[What is needed]
Give the number of lines in the records below that contain the word "window". State only that number.

[Supplied information]
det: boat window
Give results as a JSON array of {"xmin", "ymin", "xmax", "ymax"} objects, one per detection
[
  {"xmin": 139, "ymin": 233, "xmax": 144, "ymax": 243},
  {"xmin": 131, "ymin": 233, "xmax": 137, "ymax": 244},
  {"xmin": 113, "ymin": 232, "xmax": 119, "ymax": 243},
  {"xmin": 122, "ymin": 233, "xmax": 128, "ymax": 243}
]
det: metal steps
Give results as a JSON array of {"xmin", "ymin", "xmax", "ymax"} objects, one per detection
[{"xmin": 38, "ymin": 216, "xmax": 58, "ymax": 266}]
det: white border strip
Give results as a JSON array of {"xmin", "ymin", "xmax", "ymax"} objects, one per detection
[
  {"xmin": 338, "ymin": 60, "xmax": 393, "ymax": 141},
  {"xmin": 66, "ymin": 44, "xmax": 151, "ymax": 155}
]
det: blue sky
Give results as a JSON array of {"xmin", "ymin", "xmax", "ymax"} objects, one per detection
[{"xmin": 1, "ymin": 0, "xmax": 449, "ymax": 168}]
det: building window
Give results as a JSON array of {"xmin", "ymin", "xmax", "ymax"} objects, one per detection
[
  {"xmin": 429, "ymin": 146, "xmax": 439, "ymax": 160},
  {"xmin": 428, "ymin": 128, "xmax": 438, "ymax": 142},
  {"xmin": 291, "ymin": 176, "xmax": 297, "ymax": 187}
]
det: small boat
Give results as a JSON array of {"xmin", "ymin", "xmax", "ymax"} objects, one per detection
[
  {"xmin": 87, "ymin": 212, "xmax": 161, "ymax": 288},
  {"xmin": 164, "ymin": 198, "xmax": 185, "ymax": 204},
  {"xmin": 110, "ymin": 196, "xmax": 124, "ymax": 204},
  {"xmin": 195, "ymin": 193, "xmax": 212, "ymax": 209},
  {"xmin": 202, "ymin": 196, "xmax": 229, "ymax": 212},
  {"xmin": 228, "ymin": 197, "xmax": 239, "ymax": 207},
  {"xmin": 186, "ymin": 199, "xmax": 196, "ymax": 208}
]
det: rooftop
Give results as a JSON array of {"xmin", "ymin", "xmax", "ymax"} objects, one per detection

[Written reply]
2